Data extract
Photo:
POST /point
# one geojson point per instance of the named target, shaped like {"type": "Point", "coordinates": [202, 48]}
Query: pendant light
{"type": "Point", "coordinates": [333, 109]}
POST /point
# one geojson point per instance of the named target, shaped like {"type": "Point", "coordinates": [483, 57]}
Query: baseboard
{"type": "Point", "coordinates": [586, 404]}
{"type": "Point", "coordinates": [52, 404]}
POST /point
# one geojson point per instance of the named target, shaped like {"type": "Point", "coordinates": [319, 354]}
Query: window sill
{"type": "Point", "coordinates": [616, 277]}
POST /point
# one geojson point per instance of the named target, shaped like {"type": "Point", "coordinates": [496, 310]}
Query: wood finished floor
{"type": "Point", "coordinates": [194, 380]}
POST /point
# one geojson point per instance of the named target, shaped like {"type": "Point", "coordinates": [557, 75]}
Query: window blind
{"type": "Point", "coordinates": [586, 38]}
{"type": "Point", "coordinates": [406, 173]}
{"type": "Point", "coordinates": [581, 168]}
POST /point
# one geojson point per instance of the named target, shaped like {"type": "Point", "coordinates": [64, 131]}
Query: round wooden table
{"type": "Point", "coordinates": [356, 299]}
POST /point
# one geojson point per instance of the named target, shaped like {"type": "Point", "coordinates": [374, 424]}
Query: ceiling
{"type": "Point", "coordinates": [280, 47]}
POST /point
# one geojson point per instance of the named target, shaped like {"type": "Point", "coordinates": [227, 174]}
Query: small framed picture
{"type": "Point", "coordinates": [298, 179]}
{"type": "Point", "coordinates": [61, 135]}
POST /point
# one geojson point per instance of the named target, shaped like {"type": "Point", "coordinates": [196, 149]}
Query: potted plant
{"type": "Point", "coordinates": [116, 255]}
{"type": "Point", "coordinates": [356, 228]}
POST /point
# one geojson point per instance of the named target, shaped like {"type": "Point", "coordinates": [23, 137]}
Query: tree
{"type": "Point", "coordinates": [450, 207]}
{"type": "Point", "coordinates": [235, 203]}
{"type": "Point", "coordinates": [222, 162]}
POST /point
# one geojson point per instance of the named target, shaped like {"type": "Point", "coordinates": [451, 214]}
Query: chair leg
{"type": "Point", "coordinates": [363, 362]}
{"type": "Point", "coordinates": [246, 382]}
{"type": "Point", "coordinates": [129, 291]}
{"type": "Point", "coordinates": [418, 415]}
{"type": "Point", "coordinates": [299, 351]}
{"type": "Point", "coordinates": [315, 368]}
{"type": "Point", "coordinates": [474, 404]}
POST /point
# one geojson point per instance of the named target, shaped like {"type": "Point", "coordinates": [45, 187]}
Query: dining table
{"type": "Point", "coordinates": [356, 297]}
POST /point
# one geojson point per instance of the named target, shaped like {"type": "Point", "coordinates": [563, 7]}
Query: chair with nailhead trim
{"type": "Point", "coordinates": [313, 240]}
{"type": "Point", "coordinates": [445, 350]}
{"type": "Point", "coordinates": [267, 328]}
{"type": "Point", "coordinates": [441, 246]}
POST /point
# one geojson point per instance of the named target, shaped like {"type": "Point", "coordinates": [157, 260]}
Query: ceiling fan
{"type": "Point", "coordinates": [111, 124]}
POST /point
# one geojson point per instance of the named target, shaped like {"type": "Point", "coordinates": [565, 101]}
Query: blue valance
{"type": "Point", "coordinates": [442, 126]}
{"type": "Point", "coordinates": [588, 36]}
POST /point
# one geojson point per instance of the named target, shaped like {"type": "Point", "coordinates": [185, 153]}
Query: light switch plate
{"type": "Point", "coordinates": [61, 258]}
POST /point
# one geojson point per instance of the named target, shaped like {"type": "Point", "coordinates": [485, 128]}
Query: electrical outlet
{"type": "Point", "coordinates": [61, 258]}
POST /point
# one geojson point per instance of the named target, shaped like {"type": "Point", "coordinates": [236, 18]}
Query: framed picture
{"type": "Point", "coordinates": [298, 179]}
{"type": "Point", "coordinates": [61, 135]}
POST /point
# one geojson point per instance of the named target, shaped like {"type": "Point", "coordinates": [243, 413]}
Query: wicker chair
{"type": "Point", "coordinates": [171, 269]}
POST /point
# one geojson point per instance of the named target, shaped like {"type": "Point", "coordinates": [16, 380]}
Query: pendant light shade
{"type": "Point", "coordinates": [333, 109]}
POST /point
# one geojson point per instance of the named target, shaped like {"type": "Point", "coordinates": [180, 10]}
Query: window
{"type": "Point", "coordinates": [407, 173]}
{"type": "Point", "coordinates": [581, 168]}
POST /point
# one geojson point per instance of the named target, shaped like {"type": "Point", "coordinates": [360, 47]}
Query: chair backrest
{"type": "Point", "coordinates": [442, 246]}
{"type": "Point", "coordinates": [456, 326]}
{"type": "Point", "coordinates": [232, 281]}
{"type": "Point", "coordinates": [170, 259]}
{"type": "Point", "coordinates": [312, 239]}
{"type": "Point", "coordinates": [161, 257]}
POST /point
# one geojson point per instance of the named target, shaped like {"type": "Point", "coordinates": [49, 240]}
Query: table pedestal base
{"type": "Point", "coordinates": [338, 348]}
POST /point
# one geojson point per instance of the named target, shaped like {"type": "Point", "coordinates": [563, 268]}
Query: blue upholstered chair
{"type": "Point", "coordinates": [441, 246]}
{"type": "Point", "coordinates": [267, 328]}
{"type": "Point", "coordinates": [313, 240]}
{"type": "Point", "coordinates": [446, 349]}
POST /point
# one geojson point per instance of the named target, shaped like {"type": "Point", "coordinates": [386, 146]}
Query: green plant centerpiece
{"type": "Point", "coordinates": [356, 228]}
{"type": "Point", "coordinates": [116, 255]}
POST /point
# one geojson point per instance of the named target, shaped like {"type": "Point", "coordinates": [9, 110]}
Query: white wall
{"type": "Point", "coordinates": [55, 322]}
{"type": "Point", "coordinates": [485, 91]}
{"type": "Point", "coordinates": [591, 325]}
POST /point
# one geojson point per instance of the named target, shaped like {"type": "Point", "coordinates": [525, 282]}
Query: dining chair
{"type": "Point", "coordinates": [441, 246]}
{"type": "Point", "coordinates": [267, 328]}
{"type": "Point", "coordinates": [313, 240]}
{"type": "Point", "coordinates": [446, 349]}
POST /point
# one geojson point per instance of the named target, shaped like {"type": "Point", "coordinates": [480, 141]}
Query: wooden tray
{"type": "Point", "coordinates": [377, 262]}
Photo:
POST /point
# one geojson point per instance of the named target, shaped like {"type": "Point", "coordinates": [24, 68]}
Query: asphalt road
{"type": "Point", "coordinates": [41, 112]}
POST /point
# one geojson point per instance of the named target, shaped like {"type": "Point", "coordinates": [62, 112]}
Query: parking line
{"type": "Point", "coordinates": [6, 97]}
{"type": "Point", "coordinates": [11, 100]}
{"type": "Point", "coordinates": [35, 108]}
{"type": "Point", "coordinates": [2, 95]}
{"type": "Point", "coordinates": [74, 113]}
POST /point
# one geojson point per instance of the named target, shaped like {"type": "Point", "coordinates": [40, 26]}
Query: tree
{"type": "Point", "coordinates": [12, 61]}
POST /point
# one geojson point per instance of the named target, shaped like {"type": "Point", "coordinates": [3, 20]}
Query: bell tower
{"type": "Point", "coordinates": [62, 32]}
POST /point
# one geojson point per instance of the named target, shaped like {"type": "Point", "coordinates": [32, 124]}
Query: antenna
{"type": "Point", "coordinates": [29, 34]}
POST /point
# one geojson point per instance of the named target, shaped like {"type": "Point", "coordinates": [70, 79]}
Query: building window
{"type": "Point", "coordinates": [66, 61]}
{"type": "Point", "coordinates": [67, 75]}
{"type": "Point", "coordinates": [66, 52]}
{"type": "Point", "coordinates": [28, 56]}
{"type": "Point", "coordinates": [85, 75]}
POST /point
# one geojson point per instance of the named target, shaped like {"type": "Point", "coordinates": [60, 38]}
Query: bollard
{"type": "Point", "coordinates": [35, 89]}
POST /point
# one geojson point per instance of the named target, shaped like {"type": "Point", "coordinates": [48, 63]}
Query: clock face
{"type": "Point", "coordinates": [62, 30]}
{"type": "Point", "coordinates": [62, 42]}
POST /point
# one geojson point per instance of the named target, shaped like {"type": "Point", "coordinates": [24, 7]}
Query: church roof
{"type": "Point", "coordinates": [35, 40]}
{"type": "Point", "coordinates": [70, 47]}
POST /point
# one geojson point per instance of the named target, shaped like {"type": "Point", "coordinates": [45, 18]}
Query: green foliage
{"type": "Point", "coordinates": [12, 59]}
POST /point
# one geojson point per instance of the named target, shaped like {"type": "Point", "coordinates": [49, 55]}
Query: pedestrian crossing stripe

Task prompt
Extract every line of the entries above that contains the word "picture", treating case as significant.

The reply
Query: small framed picture
Query: framed picture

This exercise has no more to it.